> **Liste présentée**
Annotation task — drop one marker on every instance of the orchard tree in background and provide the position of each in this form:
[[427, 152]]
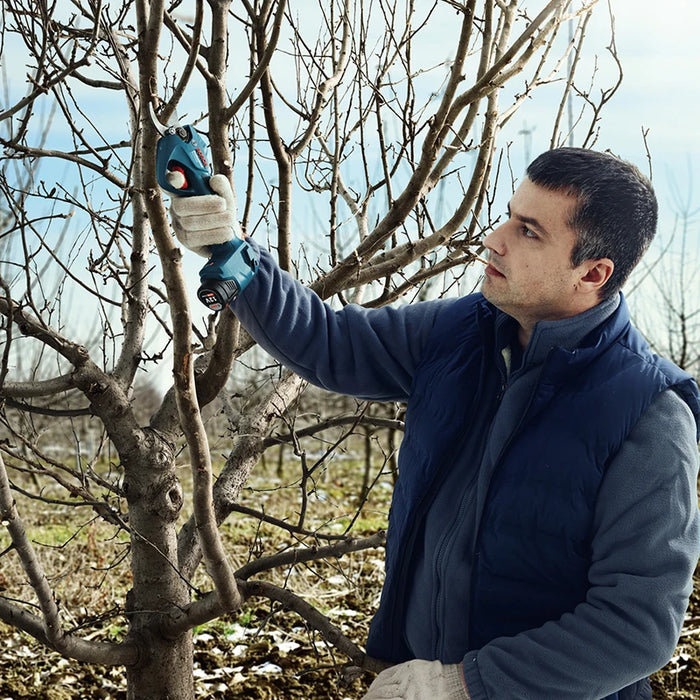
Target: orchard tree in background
[[370, 115]]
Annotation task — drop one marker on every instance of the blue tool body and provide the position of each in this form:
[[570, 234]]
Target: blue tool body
[[232, 264]]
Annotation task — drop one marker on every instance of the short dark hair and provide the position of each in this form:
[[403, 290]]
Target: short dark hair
[[617, 209]]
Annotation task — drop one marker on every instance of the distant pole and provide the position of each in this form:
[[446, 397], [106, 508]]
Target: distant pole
[[569, 101]]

> **Consigne**
Pouvez-vous présenter sous forme de tableau Markdown, avec les colonnes « Numéro » et « Ligne », les lignes de la liste allant de celle qui contient « of the distant » jusqu'à la fin de la liste, incluses, en laissant de côté les lignes vides ?

> **Résultat attendu**
| Numéro | Ligne |
|---|---|
| 1 | Annotation task — drop one marker on every instance of the distant pole and provide the position of each in this form: |
| 2 | [[446, 397], [106, 508]] |
| 3 | Target: distant pole |
| 4 | [[569, 101]] |